- [WORK INSTRUCTIONS] Would it be possible to quote, exactly and in full, the lines from the one with "Target: chair leg" through the end of the entries below?

- [TASK DATA]
- - -

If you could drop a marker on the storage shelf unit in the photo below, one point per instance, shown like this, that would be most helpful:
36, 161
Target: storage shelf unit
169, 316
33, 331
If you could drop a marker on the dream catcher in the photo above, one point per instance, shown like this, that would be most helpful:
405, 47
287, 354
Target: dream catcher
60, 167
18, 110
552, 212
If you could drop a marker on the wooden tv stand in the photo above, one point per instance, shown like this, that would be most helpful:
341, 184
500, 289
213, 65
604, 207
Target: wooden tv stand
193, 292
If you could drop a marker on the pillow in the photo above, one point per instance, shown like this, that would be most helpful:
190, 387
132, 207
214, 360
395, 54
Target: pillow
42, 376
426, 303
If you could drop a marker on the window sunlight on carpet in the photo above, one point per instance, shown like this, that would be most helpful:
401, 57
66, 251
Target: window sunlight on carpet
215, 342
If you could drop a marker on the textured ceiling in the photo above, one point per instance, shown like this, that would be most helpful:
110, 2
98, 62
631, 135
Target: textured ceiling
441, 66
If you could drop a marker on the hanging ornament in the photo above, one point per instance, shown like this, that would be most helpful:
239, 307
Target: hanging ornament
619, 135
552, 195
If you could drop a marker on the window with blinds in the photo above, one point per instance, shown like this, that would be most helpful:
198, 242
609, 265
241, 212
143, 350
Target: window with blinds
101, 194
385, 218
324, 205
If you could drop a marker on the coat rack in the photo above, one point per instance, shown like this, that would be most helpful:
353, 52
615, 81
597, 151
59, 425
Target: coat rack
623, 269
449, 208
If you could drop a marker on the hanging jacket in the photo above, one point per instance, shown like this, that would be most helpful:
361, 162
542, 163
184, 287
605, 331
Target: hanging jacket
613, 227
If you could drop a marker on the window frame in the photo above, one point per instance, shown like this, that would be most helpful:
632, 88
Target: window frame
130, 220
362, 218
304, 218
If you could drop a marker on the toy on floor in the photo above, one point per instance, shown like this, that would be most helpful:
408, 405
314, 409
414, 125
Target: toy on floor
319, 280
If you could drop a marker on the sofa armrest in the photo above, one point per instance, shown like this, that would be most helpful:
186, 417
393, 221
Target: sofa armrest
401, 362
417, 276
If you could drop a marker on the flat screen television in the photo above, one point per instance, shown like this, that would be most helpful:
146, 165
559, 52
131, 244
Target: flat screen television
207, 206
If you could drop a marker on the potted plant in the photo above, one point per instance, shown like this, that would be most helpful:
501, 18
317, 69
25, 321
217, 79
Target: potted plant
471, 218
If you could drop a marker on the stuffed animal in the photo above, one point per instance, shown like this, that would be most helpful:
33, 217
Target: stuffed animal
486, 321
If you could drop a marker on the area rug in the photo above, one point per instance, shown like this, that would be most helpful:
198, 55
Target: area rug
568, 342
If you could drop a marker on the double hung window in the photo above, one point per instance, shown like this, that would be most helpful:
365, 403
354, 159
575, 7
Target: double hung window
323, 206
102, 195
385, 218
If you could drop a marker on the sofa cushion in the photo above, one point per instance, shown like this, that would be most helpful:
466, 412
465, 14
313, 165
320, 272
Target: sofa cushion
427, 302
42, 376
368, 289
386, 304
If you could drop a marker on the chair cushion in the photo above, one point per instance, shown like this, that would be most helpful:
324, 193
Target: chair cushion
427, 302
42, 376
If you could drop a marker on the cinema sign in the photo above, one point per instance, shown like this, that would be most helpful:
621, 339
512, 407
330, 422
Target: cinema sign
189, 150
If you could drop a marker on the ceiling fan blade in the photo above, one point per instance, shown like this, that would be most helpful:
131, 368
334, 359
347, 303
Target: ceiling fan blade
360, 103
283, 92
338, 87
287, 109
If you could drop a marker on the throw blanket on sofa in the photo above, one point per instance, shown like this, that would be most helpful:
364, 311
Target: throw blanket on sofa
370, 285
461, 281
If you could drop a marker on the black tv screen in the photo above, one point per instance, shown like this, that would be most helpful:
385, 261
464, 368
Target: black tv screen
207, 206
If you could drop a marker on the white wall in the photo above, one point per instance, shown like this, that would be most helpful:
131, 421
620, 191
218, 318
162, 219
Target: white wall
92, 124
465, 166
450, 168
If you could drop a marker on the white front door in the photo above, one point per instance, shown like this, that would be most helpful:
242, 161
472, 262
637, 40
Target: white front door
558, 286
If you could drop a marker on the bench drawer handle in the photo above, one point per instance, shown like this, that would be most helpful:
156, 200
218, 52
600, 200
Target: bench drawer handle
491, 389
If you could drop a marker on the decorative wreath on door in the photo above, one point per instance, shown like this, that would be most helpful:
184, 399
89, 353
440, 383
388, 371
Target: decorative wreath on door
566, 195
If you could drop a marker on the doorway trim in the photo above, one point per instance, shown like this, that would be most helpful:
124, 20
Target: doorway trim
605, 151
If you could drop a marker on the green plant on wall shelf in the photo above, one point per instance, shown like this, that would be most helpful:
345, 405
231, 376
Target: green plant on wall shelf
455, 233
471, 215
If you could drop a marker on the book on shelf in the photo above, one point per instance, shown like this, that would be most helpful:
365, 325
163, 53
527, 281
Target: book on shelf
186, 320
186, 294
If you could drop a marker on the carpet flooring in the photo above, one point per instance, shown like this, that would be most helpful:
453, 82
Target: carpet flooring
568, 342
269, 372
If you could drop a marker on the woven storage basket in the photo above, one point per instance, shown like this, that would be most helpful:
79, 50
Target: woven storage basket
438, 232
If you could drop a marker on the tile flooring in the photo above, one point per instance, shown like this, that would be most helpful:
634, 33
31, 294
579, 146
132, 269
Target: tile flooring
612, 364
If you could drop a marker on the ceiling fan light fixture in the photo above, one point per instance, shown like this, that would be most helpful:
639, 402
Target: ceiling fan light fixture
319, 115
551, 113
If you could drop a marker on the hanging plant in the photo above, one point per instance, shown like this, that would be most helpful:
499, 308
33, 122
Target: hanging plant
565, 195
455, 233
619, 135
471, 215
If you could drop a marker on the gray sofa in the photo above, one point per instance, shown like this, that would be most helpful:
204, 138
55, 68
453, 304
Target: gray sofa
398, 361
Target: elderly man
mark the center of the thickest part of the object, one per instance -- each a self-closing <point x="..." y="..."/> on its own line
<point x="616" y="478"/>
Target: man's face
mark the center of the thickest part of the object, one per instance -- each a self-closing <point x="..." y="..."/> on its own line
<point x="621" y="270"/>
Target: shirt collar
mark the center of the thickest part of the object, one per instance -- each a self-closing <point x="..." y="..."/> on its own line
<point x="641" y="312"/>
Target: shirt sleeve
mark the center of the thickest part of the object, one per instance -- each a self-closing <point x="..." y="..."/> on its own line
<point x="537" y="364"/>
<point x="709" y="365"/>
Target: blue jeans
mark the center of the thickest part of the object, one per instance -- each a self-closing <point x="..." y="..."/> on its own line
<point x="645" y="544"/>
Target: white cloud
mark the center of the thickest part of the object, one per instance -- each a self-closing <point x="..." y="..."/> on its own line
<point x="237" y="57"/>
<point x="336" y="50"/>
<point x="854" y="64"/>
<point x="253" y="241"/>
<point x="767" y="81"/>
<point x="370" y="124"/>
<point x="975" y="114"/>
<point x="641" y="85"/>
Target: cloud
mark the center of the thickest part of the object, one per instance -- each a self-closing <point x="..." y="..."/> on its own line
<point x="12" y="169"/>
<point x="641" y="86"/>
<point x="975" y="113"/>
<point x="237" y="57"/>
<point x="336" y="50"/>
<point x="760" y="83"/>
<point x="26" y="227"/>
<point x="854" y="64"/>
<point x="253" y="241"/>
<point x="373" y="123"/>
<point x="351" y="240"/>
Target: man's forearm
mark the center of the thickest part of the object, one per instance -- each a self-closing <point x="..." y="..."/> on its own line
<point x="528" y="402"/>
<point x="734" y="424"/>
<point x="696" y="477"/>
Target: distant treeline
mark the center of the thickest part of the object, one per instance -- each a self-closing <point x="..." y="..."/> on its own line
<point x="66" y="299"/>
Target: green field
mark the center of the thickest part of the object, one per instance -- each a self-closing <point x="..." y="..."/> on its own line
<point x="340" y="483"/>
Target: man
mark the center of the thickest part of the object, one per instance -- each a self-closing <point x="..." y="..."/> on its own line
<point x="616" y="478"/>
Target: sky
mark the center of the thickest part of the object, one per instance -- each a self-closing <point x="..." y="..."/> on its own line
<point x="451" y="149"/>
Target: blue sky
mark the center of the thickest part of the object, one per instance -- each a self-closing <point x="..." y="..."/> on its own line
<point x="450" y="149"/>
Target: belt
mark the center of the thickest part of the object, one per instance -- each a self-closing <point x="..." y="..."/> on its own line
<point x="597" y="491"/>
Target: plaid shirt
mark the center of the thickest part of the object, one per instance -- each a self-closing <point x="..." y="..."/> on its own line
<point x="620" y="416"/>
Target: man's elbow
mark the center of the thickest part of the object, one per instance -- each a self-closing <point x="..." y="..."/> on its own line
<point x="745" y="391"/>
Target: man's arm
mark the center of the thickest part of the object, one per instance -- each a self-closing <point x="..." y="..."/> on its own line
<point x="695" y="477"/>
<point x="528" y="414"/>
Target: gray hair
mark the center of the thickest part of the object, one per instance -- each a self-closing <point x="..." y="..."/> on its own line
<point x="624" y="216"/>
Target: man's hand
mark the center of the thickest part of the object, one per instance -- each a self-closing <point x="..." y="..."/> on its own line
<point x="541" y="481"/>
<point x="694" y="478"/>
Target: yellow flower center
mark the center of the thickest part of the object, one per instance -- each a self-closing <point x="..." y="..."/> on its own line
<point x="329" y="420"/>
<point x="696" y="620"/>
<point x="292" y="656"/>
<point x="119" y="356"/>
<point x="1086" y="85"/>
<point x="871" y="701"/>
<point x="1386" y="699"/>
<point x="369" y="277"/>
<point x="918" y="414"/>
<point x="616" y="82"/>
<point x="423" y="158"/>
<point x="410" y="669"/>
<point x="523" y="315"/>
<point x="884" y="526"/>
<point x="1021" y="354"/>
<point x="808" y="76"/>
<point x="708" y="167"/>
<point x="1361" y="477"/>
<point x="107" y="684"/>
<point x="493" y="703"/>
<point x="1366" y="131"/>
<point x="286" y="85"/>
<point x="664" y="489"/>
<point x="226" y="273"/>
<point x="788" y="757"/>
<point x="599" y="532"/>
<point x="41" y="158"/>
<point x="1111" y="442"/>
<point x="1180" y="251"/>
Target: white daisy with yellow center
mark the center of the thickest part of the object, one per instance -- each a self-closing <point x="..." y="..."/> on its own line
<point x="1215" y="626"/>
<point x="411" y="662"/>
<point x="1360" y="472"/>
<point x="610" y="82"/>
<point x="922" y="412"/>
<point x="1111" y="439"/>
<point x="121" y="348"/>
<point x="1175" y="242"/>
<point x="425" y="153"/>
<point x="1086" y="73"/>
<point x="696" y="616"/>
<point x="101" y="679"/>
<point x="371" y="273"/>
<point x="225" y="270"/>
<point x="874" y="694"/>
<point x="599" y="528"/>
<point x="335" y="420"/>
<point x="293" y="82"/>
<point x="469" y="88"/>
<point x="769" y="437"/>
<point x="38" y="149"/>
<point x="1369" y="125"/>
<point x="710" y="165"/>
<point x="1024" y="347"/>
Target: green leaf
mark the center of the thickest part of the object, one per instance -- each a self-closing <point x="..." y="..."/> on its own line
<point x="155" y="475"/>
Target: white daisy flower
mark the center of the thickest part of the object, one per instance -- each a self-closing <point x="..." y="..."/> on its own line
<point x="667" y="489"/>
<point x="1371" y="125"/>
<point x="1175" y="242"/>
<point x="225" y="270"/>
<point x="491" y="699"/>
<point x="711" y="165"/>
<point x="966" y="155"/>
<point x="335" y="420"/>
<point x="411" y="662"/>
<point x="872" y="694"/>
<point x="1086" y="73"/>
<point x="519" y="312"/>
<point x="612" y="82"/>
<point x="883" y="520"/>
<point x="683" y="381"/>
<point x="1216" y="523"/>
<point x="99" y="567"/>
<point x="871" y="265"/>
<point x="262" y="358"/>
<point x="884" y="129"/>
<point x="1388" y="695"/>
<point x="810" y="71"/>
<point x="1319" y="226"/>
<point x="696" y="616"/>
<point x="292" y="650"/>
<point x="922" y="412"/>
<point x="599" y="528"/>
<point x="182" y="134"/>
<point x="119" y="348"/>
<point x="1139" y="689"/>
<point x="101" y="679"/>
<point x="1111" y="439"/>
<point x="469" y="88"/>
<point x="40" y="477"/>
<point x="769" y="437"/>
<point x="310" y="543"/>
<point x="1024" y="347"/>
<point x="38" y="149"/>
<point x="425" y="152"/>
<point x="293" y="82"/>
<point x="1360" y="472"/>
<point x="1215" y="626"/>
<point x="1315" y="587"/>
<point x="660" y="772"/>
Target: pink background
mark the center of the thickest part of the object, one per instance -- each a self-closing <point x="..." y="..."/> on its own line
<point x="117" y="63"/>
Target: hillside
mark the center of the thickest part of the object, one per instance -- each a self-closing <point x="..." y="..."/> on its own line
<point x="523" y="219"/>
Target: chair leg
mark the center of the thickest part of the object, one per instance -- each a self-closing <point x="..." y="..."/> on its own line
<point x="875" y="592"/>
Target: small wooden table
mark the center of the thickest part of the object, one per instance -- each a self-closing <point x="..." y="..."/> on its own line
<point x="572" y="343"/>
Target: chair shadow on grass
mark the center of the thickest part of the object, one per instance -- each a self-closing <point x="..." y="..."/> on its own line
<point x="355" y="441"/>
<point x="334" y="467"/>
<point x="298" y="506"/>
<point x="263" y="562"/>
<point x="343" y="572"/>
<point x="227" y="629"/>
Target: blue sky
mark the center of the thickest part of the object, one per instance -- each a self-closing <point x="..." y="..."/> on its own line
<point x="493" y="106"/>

- - -

- [ANSWER FOR THE TASK]
Target: chair leg
mark the center of the thickest part of the object, one per instance -- each a self-closing <point x="..." y="..."/> on its own line
<point x="875" y="592"/>
Target: small wooden table
mark the center of the thickest part of the object, one per instance -- each a self-closing <point x="..." y="..."/> on its own line
<point x="572" y="343"/>
Target: chair shadow on grass
mark the center of the thickest part of the object, one per instance -- each a self-closing <point x="..." y="..."/> on its own line
<point x="355" y="441"/>
<point x="334" y="467"/>
<point x="298" y="506"/>
<point x="263" y="562"/>
<point x="343" y="572"/>
<point x="227" y="629"/>
Target: blue sky
mark the center of the thickest part of the object, one per instance -- each a self-closing <point x="..." y="..."/> on its own line
<point x="493" y="106"/>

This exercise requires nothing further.